**What the task requires**
In the data below, how many lines contain the word "camouflage"? Reply with the number alone.

┄┄┄┄┄┄

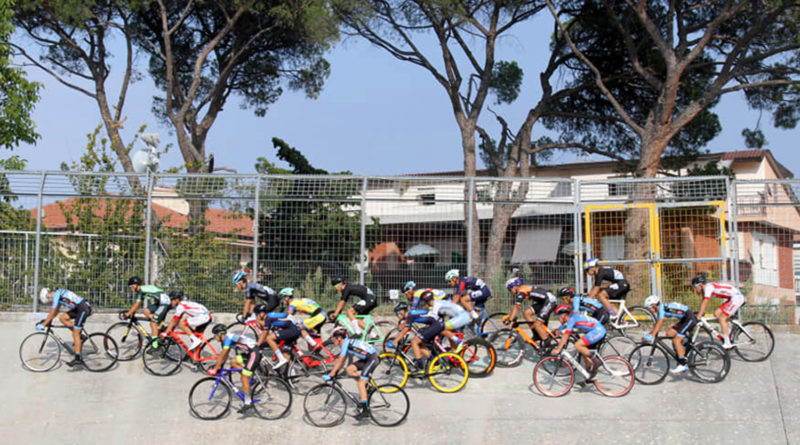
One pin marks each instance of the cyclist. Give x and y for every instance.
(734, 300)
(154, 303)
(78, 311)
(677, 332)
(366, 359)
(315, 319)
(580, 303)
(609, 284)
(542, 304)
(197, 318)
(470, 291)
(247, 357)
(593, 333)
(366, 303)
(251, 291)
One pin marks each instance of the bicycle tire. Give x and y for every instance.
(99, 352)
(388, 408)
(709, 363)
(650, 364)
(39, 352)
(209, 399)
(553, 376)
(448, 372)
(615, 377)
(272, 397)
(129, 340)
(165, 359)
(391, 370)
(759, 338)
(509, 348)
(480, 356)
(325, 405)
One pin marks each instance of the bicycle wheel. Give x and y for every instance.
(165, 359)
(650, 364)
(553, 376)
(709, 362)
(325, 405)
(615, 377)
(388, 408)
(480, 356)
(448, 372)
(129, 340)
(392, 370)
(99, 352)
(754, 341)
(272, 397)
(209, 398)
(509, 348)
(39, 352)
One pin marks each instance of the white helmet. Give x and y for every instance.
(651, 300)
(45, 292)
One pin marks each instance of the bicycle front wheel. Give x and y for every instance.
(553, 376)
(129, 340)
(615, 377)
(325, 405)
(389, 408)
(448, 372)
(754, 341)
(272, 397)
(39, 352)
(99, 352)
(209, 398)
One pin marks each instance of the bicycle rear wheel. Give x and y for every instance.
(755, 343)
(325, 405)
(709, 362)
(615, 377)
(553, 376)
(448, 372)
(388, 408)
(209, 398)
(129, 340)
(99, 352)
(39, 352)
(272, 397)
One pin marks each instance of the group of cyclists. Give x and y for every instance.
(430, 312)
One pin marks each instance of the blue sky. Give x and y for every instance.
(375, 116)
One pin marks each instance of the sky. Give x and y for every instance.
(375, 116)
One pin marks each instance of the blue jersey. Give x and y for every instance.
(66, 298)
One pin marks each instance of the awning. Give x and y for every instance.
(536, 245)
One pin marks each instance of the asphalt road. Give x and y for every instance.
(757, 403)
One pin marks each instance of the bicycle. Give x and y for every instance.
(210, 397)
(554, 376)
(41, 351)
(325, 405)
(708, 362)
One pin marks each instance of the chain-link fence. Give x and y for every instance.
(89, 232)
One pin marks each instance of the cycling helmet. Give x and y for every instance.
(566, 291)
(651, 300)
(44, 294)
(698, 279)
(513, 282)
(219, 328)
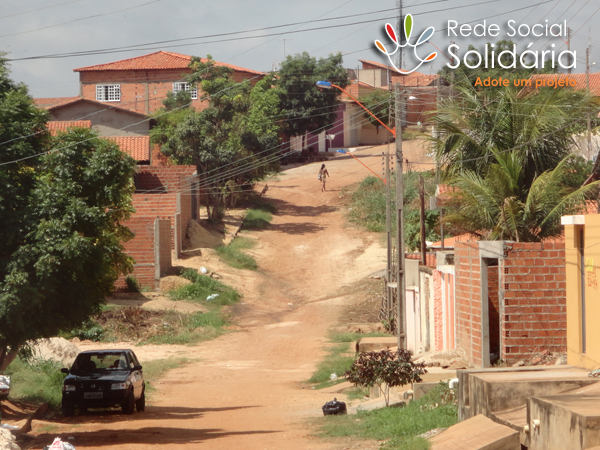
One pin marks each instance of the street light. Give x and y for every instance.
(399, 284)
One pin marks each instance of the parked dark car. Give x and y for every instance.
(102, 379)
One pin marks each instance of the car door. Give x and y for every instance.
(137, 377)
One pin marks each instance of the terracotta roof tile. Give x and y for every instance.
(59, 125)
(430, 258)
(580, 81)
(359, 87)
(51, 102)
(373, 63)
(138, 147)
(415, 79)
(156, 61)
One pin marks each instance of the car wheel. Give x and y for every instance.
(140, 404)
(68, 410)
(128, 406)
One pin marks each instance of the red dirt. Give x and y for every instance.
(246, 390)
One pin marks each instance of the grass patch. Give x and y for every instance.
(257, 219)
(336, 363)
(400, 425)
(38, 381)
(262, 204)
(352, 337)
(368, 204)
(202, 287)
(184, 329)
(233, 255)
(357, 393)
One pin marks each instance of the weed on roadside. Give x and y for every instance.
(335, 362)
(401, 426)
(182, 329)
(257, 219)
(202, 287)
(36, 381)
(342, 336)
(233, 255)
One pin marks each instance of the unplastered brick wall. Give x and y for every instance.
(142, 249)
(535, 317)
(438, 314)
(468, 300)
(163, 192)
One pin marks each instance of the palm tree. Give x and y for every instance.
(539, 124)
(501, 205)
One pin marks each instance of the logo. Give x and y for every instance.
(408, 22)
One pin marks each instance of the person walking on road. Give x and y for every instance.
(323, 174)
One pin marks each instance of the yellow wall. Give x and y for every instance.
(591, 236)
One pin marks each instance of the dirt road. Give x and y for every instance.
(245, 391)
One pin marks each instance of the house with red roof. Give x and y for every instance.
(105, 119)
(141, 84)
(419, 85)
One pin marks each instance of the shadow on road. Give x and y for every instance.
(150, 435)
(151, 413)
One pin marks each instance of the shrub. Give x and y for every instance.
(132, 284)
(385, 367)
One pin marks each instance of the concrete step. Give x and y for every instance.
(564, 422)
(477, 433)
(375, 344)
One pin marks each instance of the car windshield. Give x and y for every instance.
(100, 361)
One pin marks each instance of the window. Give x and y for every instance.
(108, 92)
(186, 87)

┄┄┄┄┄┄

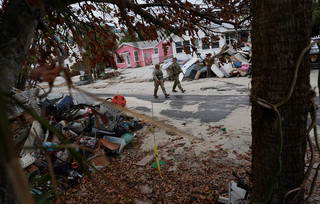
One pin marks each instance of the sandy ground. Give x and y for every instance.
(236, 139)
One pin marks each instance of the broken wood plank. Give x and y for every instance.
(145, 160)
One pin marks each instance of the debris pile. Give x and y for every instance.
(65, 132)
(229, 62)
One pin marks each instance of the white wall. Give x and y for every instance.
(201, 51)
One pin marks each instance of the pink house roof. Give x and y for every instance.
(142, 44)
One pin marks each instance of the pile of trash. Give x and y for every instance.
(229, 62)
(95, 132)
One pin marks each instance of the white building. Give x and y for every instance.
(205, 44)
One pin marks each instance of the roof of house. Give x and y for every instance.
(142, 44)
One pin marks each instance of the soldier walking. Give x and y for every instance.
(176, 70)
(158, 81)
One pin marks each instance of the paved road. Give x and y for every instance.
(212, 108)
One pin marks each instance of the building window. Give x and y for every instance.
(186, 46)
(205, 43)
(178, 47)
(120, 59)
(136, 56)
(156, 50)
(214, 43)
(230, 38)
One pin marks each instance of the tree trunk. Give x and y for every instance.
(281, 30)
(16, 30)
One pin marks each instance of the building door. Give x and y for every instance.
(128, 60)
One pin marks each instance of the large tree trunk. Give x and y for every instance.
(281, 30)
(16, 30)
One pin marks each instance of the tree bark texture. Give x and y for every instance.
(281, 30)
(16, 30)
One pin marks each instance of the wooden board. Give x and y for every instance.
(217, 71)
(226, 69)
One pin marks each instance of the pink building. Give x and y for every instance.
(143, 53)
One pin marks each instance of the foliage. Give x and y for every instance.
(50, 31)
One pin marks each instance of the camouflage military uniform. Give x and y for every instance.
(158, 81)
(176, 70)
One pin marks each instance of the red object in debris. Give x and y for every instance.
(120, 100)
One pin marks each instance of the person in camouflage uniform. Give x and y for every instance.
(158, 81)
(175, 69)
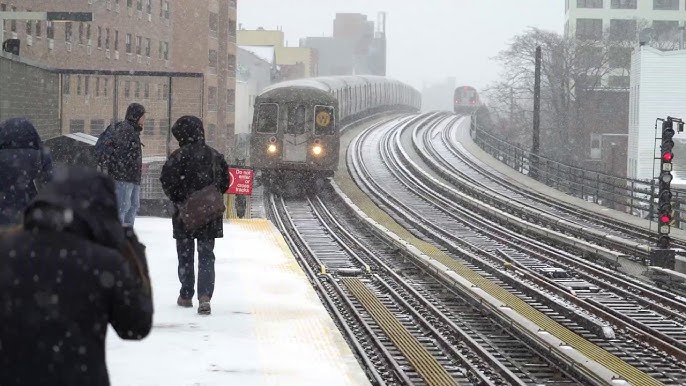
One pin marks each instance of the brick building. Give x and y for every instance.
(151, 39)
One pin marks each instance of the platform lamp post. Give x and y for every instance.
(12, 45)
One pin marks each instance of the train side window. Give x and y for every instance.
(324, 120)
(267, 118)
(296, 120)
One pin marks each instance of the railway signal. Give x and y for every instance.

┄┄┄┄┄┄

**Output of the exercise**
2